**REQUIRED WORK**
Count the lines in the items below that contain the word "cuff". Reply with only the number.
==================================================
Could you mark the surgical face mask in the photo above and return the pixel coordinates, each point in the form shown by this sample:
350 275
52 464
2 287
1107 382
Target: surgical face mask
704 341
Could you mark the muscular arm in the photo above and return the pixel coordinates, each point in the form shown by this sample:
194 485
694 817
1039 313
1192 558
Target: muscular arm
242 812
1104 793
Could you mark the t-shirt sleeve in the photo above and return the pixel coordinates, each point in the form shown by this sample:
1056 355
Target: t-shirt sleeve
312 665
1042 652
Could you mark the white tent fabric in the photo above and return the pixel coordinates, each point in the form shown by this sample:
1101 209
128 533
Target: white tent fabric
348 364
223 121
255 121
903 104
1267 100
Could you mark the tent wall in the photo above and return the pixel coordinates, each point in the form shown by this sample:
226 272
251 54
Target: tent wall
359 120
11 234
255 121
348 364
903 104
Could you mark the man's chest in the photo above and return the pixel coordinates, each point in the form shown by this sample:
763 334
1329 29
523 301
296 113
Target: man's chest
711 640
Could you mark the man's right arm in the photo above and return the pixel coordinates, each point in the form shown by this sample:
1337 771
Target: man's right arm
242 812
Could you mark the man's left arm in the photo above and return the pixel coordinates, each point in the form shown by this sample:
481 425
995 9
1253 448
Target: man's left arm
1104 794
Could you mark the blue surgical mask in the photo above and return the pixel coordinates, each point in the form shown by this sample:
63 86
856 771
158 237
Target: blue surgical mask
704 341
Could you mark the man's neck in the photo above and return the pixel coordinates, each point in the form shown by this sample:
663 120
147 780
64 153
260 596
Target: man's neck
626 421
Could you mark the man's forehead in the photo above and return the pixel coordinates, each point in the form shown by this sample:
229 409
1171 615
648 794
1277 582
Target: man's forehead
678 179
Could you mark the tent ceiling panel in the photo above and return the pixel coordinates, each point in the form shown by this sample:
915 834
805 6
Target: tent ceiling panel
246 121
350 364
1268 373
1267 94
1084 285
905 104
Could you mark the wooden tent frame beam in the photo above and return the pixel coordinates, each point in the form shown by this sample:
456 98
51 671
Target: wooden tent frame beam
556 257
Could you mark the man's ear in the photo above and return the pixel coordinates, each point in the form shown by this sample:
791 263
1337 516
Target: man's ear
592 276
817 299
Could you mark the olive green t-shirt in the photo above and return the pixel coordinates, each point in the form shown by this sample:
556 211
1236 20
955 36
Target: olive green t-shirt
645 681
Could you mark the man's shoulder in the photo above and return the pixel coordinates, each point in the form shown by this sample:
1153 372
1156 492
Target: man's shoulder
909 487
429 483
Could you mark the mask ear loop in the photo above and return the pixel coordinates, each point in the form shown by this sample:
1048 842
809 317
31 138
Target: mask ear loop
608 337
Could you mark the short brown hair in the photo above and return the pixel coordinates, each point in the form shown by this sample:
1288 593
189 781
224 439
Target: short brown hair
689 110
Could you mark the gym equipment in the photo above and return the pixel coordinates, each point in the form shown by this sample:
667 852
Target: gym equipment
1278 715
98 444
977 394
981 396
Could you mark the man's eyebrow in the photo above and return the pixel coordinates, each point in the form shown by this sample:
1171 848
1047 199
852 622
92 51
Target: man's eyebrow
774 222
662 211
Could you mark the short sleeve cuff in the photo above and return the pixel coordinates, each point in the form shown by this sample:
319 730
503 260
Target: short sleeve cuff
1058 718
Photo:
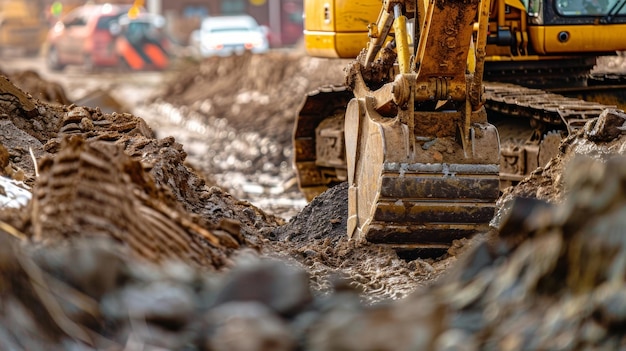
==================================================
**EXERCISE OUTPUT**
2